Document extract:
+++++
Nancy Smet has been a nurse for 44 years and has extensive experience in pediatrics and intensive care, including home care experience with children on ventilators. She recently transitioned from a one-on-one school nursing position to work on the frontlines of COVID-19 in public health. Nancy is helping to make a difference in many lives during this unprecedented time.
Working in admissions for a quarantine unit in King County, WA, Nancy provides homeless and other struggling communities a safe place to isolate for those that test positive for COVID-19. The facility is simple: just some trailers in a parking lot in an industrial area. A lot of the people that Nancy sees have been living on the street, in their car, or group homes. “Sometimes they just come with the clothes on their back,” she says.
Nancy describes public health as a real group effort. After being transported to her unit and tested, anyone that is acutely ill is taken to the hospital and those that are negative can then be assisted to find better housing and if necessary, address any behavioral services and get them back on their medication.
For those that do test positive and need to stay, the unit monitors their oxygenation, distributes basic medications, and provides three meals a day for the two-week isolation period. They also have a physician group on call to assist when needed.
Patients are referred to as “guests” in the quarantine unit and Nancy really loves the environment they’re able to provide for them. She also enjoys talking with these clients since they are otherwise pretty isolated. “I just love nursing. I love people,” she says.
Nancy wants to make sure her patients feel cared for. She has always been drawn to helping those that are most in need. The opportunity to work in public health was a natural fit for her.
+++++
Supplied data:
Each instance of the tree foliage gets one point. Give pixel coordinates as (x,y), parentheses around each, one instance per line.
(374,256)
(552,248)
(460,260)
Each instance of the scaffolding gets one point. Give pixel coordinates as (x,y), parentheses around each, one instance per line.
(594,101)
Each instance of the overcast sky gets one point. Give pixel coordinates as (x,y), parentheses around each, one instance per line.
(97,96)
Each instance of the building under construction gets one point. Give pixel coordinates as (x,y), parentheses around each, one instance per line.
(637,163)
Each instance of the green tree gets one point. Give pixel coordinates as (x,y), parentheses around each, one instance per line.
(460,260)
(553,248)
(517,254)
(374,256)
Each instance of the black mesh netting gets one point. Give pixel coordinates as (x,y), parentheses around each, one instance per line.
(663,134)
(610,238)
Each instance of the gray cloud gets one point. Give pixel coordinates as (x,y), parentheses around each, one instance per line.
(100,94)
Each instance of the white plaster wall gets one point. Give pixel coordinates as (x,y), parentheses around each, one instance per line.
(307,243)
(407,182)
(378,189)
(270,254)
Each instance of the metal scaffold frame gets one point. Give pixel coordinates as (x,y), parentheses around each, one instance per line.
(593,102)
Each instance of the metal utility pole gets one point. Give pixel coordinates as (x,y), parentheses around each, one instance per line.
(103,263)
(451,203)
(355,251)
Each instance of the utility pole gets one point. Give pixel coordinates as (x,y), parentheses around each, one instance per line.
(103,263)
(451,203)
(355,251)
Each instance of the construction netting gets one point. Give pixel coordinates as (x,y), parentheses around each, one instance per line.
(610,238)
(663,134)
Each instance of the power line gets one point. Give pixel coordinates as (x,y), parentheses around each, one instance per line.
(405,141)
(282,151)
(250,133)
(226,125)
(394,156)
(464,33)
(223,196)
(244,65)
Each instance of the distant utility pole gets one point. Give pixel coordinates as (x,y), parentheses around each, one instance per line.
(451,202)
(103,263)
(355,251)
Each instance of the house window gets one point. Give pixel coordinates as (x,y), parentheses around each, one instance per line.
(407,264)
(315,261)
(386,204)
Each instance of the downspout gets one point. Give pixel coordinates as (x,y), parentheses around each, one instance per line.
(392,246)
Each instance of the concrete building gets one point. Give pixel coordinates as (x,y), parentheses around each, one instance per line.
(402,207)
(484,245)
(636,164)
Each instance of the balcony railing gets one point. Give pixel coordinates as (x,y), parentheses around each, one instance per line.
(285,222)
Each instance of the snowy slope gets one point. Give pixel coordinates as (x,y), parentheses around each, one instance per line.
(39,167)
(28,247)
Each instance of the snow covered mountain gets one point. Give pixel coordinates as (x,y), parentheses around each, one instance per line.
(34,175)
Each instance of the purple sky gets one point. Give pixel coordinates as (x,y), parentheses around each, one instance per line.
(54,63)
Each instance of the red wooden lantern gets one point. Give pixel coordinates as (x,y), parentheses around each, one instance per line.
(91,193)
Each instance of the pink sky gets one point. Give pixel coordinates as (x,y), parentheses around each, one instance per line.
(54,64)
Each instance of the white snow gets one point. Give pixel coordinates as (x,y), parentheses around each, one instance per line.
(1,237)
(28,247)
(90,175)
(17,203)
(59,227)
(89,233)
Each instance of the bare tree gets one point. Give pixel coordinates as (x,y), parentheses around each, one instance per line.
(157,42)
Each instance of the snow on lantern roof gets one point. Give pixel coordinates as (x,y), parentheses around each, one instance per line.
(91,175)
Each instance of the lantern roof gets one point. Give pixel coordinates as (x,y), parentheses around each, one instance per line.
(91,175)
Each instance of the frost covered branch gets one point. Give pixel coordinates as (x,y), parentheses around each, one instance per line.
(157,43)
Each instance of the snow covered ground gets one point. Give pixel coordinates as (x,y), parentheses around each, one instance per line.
+++++
Exercise tasks:
**1)** In the profile of Nancy Smet, why does she enjoy talking with the guests in the quarantine unit? Answer in one to three sentences.
**2)** Pick up the profile of Nancy Smet after its final sentence and continue writing it.

Expected outputs:
**1)** She enjoys talking with them because they are otherwise pretty isolated.

**2)**
Prior to her current assignment, Nancy provided one-on-one nursing for a student in special education. She helped address psychological and social issues with the student as well as support the family. When COVID-19 started closing schools in the state, she wasn’t sure how much longer she’d be able to stay in her position. The uncertainty was scary for her, but she put her trust in her recruiter, Gwen.
“I’ve worked with SHC for about four or five years and it’s been wonderful. They’ve been like my friends,” Nancy says.
Her transition into a crisis assignment was quick, but things have gone smoothly considering the situation. Nancy thanks her recruiter for being ready to go in placing her into the public health position when the school changes happened.
Although there have been continuous changes to their operations based on CDC and government recommendations, Nancy has adapted and remained positive throughout her time in the quarantine unit. She says the county has been wonderful to work with and her unit also appreciates the many donations they’ve received including 3D printed face shields and disinfectant from a local distillery.
We are inspired and appreciative of Nancy’s continued devotion to her work. Despite the circumstances, she hasn’t lost sight of her commitment to compassionate care or let anything slow her down. Thank you to Nancy and all healthcare professionals for working through this COVID-19 crisis. We couldn’t do this without you!